▶ [Exercise objective]:
How many lines of the material below contain the string "positive", with case counting? Reply with the number only.

▶ [Segmentation mask records]:
= = =

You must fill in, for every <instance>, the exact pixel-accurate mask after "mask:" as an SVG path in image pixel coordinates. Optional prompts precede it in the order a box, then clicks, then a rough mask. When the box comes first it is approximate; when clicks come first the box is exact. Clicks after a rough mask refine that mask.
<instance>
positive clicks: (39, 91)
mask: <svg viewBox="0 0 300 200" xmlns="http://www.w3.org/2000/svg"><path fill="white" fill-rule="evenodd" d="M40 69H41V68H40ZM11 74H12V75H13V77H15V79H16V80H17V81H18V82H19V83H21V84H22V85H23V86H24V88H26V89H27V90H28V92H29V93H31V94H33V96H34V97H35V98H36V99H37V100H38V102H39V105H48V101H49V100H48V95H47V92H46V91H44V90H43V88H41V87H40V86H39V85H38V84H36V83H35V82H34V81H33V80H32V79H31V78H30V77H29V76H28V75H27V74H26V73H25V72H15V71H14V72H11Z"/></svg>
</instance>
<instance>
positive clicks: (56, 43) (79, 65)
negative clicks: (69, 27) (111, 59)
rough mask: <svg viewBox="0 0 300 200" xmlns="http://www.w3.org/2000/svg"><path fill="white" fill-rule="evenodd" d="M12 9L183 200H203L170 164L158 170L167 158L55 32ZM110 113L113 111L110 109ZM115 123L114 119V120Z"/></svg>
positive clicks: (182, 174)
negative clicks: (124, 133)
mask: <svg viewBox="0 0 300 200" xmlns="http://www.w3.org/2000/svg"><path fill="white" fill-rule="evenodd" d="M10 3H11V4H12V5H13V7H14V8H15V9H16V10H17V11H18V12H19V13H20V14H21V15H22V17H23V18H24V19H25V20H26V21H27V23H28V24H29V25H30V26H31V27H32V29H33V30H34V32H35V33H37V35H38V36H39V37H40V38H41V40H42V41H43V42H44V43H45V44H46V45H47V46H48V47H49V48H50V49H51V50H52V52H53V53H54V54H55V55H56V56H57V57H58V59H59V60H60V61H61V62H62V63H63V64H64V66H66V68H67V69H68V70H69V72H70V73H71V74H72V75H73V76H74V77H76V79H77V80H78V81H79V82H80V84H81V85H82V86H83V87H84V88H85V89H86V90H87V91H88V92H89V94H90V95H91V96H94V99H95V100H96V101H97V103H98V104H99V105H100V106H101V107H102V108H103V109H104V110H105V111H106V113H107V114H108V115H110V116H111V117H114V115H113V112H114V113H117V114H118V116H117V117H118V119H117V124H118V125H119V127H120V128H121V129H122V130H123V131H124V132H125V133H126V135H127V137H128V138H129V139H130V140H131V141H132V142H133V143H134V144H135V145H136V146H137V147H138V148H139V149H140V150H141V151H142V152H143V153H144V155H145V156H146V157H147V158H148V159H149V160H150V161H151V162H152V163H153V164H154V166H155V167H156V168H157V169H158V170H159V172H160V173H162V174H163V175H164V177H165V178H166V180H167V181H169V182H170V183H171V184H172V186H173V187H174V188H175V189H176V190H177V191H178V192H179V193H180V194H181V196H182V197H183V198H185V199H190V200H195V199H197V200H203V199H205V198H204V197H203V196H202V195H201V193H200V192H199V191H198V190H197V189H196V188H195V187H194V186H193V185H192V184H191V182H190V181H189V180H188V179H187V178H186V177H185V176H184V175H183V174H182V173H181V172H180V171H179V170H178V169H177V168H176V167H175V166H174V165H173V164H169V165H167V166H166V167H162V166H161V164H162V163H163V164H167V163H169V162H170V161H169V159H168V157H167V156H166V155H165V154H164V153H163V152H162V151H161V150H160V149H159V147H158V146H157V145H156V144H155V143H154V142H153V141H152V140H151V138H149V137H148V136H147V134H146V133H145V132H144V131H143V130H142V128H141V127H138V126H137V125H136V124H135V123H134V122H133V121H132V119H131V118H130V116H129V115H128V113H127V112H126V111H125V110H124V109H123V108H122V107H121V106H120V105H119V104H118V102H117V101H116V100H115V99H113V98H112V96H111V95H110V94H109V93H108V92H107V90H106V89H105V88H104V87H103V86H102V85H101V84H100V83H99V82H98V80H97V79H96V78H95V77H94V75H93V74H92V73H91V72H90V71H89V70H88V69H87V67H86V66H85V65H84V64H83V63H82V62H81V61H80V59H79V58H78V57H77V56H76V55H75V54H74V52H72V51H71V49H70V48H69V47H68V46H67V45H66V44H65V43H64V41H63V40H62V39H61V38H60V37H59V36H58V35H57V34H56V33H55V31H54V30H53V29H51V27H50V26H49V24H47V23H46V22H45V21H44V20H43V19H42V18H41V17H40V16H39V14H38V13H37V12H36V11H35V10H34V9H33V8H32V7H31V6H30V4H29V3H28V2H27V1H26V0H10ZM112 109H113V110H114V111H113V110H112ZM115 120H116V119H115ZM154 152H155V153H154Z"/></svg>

= = =

▶ [Result below]:
3